=== Requirements ===
Copy the listing below word for word, beginning at the line that contains "task | place a point on the stone plinth" and continuing through the last line of the listing.

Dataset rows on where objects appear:
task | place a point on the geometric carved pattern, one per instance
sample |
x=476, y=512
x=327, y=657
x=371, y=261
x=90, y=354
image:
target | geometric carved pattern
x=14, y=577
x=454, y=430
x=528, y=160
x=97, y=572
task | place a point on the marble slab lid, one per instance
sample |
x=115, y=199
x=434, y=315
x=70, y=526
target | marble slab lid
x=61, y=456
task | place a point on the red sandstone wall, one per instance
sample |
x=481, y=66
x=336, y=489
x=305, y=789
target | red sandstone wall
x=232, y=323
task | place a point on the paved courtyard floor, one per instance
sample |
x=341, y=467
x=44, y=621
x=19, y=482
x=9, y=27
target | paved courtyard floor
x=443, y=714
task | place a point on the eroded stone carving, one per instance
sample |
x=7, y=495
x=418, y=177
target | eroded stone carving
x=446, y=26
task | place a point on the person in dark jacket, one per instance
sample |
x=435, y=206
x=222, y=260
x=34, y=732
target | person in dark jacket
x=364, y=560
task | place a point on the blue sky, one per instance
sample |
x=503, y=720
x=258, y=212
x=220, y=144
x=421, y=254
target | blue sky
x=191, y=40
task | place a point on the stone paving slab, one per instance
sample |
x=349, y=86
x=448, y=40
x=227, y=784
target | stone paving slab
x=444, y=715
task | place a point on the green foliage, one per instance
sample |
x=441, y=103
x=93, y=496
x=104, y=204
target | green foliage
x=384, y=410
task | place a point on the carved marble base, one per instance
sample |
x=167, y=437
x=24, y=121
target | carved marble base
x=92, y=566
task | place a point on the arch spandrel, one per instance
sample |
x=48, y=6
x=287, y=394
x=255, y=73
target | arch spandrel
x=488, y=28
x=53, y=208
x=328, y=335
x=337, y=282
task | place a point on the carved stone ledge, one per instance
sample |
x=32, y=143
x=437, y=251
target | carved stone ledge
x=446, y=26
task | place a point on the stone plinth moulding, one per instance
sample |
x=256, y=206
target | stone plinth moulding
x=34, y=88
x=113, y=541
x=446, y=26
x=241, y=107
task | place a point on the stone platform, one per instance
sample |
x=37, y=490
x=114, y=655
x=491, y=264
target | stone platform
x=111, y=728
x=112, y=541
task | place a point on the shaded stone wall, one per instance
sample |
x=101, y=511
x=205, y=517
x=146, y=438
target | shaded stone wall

=== Exercise answer ===
task | place a point on the stone plinth moulding, one per instance
sample |
x=256, y=206
target | stone plinth moulding
x=34, y=88
x=113, y=541
x=446, y=26
x=241, y=107
task | place a point on the stone platform, one per instance
sample |
x=37, y=490
x=114, y=655
x=491, y=264
target | stone platform
x=111, y=728
x=112, y=541
task | place a point on the shaded stone wall, one per instance
sample |
x=101, y=511
x=205, y=517
x=146, y=438
target | shaded stone wall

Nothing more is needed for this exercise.